Studio album by Randy Rogers Band
- Released: January 15, 2016
- Genre: Country
- Length: 37:18
- Label: Tommy Jackson
- Producer: Buddy Cannon

Randy Rogers Band chronology
| Hold My Beer Vol. 1 (2015) | Nothing Shines Like Neon (2016) | Watch This (2016) |

Singles from Nothing Shines Like Neon
- "Neon Blues" Released: February 22, 2016;

= Nothing Shines Like Neon =

 Nothing Shines Like Neon is the eighth studio album by the American country music ensemble Randy Rogers Band. Released on 15 January 2016 through Tommy Jackson Records, the album was produced by Buddy Cannon.

==Commercial performance==
In the USA, the album debuted at No. 5 on Top Country Albums, and No. 47 on Billboard 200, selling 11,500 copies in its first week. It sold a further 2,300 copies in its second week. The album had sold 15,100 copies up to February 2016.

EXTRACTED MATERIAL:
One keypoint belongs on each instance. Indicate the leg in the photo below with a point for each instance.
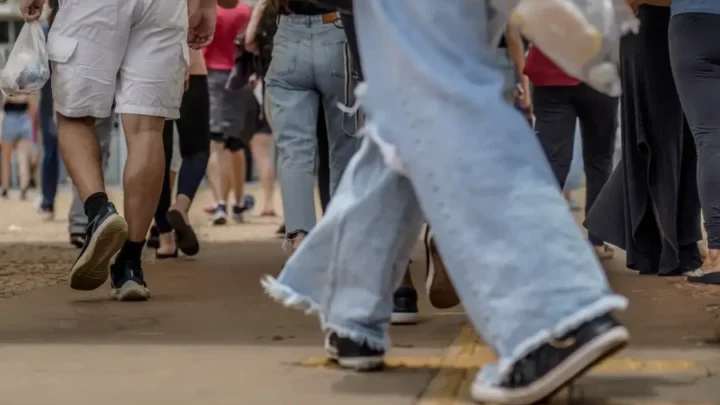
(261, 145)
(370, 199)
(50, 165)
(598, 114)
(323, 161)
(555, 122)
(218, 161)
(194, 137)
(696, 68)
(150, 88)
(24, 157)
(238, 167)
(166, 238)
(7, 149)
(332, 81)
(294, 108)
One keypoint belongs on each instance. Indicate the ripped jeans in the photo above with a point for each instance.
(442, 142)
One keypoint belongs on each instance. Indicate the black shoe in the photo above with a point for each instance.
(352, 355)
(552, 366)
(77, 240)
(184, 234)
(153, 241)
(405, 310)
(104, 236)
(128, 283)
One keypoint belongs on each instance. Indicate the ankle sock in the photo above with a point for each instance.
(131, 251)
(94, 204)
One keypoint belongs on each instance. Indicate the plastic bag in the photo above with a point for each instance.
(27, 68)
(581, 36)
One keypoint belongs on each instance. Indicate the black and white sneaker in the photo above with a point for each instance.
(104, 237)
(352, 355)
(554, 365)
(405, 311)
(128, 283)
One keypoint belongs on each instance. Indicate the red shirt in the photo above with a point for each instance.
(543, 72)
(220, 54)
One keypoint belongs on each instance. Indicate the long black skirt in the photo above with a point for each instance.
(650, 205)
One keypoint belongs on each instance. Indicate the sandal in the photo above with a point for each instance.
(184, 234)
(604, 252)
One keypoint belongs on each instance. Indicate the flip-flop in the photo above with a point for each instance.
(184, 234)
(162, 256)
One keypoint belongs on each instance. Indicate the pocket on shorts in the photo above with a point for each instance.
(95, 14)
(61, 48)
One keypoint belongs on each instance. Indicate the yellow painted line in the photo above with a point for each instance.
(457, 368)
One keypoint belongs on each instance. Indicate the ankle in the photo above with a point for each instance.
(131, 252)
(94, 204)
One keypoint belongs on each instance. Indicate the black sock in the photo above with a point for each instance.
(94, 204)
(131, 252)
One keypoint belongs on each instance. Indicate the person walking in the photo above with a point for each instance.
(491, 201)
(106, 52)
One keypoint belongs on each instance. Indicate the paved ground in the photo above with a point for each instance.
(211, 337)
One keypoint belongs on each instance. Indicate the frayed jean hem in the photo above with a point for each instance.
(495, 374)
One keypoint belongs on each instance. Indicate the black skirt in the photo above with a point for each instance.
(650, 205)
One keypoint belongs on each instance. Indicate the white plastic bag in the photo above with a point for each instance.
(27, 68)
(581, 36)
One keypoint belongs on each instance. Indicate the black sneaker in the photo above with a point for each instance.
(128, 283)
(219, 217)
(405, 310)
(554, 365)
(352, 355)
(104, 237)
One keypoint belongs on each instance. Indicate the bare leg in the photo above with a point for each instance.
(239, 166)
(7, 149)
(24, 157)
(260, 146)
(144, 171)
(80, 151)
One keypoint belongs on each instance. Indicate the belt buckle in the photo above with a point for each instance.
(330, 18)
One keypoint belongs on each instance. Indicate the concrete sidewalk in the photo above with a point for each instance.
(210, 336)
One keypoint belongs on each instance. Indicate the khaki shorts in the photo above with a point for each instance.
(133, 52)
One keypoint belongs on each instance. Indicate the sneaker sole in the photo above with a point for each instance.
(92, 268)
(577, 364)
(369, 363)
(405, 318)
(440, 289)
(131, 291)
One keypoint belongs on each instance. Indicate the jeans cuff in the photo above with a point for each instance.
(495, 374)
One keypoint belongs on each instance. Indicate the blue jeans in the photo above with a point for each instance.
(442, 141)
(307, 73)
--
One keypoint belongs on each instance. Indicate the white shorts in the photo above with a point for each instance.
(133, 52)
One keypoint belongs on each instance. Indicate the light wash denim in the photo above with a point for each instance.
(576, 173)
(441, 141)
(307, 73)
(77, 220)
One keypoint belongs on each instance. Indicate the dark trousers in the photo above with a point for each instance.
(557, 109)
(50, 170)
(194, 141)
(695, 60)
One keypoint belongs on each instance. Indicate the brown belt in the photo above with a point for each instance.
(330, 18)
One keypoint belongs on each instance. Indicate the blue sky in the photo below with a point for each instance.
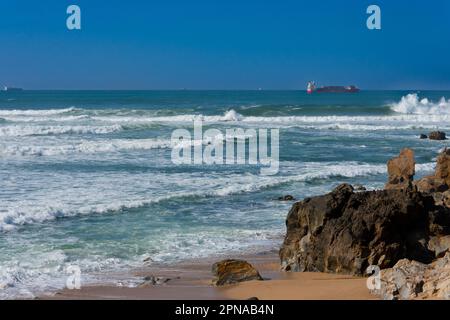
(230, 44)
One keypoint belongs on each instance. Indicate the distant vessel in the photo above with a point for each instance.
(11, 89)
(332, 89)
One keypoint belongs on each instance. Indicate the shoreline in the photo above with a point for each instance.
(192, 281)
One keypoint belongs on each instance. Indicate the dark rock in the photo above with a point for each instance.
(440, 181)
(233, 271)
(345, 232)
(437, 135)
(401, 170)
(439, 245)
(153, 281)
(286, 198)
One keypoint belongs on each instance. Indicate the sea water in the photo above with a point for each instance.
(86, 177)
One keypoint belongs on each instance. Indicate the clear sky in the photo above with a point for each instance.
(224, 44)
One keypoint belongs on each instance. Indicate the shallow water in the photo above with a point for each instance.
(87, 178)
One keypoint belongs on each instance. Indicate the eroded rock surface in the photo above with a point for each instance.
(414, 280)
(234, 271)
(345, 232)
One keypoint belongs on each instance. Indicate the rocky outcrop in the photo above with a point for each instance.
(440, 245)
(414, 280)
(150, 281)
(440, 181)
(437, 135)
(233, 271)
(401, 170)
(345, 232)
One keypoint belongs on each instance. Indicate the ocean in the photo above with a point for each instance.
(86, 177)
---
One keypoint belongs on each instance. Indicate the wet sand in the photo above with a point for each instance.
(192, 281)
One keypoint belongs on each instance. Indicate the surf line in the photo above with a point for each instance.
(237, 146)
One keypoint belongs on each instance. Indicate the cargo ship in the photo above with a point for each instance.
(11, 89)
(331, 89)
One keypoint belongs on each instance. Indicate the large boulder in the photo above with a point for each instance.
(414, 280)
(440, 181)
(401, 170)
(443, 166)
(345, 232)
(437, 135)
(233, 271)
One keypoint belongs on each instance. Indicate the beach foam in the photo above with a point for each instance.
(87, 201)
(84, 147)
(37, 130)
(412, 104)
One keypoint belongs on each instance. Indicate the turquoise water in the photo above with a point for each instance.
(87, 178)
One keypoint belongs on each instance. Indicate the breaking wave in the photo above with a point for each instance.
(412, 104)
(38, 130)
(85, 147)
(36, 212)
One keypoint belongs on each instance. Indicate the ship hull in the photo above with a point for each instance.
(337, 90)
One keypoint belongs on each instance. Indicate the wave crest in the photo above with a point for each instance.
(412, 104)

YOUR TASK: Carry on with the Nothing Shines Like Neon article, starting right after its last sentence.

TASK ANSWER:
== Track listing ==

| No. | Title | Writer(s) | Length |
|---|---|---|---|
| 1. | "San Antone" | Keith Gattis | 3:29 |
| 2. | "Rain and the Radio" | Sean McConnell, Randy Rogers | 3:49 |
| 3. | "Neon Blues" | Derek George, Geoffrey Hill, Rogers | 3:01 |
| 4. | "Things I Need to Quit" | Brent Anderson, Lynn Hutton, Brent Rupard | 3:38 |
| 5. | "Look Out Yonder" (featuring Alison Krauss and Dan Tyminski) | Earl Bud Lee | 3:24 |
| 6. | "Tequila Eyes" | Buddy Cannon, Dean Dillon, Rogers | 4:17 |
| 7. | "Takin' It as It Comes" (duet with Jerry Jeff Walker) | Bobby Rambo | 3:39 |
| 8. | "Old Moon New" | Lee Thomas Miller, Wendell Mobley, Rogers | 3:33 |
| 9. | "Meet Me Tonight" | McConnell, Rogers | 3:14 |
| 10. | "Actin' Crazy" (duet with Jamey Johnson) | Jamey Johnson, Rogers, George Teren | 2:47 |
| 11. | "Pour One for the Poor One" | Cannon, Rogers | 2:27 |
| Total length: |  |  | 37:18 |

==Personnel==
- Randy Rogers Band
- Brady Black - fiddle, background vocals
- Geoffrey Hill - electric guitar, background vocals
- Les Lawless - drums
- Jon Richardson - bass guitar, background vocals
- Randy Rogers - acoustic guitar, lead vocals

- Additional musicians
- Jamey Johnson - duet vocals on "Actin' Crazy"
- Alison Krauss - background vocals on "Look Out Yonder"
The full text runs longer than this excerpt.